◆ TEXT FOR ANALYSIS
* * * *

Row over Israeli filmmaker's criticism of 'propaganda' Indian movie 'The Kashmir Files'

Israel's ambassador to India has clapped back at an Israeli filmmaker who criticised 'The Kashmir Files', a film widely described as 'Hindu-nationalist propaganda'.
3 min read
30 November, 2022
Controversial Bollywood movie 'The Kashmir Files' was released in India earlier this year [ XAVIER GALIANA/AFP via Getty Images]

An Israeli official has rebuked an Israeli filmmaker who criticised The Kashmir Files - a controversial Indian movie promoted by Narendra Modi’s right-wing supporters - after it was included as part of a film festival in India. 

Nadav Lapid, the chief of the jury at the International Film Festival of India (IFFI), said he was "shocked" the movie was included at the festival, calling it "propaganda". 

"[The movie] felt to us like a propaganda, vulgar movie, inappropriate for an artistic competitive section of such a prestigious film festival," The Indian Express quoted him as saying.

Israel's ambassador to India, Naor Gilon, criticised Lapid's comments, tweeting that the filmmaker has "abused in the worst way the Indian invitation to chair the panel of judges at @IFFIGoa as well as the trust, respect and warm hospitality they have bestowed on you".

Released in March and one of India's highest-grossing films this year, The Kashmir Files shows how several hundred thousand Hindus fled Muslim militants in Indian-administered Kashmir in 1989 and 1990.

The movie has been endorsed by Prime Minister Narendra Modi, and seized on by Hindu hardliners to stir up hatred against India's Muslim minority.

Its supporters claim it sheds light on a neglected part of Kashmiri history, while critics have called it disingenuous and Islamophobic. 

Israel and India have become increasingly close over the past few years, especially since Hindu-nationalist Prime Minister Narendra Modi took power.

Modi had a particularly close relationship with Benjamin Netanyahu, the right-wing Israeli leader who is likely to return to power following recent elections. 

Jammu and Kashmir is India's only Muslim-majority area, but Pakistan claims it and there is also an independence movement. Armed groups have been fighting against Indian rule for decades.

In 2019, the Modi government revoked Jammu and Kashmir's autonomy and divided it into two territories, imposing a draconian military curfew and arresting hundreds of people. The situation of Kashmiris is often compared to that of Palestinians.

* * * *

◆ DATA SUPPLIED
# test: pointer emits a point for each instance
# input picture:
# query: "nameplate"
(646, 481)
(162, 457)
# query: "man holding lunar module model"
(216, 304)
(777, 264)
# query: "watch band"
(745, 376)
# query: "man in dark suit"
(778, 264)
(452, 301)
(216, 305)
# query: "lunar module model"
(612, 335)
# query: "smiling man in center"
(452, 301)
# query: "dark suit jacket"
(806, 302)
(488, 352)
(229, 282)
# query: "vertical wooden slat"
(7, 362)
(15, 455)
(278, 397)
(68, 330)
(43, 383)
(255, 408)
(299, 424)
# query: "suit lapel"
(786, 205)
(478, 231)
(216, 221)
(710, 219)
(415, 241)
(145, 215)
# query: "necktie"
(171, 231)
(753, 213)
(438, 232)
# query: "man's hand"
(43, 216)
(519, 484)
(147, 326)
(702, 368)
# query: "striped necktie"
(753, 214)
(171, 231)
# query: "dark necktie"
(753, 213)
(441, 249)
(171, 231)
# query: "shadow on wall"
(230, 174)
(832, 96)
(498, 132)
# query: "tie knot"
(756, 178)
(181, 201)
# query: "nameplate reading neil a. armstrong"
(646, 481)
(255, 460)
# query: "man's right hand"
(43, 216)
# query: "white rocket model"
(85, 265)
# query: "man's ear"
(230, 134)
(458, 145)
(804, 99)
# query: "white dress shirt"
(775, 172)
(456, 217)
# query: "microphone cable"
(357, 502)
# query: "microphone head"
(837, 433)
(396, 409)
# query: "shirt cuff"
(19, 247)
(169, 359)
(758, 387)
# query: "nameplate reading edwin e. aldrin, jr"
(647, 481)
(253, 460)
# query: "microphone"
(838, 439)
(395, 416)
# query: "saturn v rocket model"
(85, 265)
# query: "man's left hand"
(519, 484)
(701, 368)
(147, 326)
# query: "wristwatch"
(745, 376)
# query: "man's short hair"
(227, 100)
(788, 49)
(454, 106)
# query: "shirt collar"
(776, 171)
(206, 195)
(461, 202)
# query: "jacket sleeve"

* * * *

◆ PROBLEMS AND TASKS
(1) Extract from the Kashmir Files article the passage starting with "Row over Israeli" and going on through "festival in India.", copied word for word.
(2) In the Kashmir Files article, who is Israel's ambassador to India?
(3) According to the Kashmir Files article, why did Nadav Lapid object to the film's inclusion at the International Film Festival of India? Answer in one to three sentences.

◆ REPLIES
(1)
Row over Israeli filmmaker's criticism of 'propaganda' Indian movie 'The Kashmir Files'

Israel's ambassador to India has clapped back at an Israeli filmmaker who criticised 'The Kashmir Files', a film widely described as 'Hindu-nationalist propaganda'.
3 min read
30 November, 2022
Controversial Bollywood movie 'The Kashmir Files' was released in India earlier this year [ XAVIER GALIANA/AFP via Getty Images]

An Israeli official has rebuked an Israeli filmmaker who criticised The Kashmir Files - a controversial Indian movie promoted by Narendra Modi’s right-wing supporters - after it was included as part of a film festival in India.

(2) Naor Gilon.

(3) Lapid said the movie felt like a propaganda, vulgar movie. He considered it inappropriate for an artistic competitive section of such a prestigious film festival.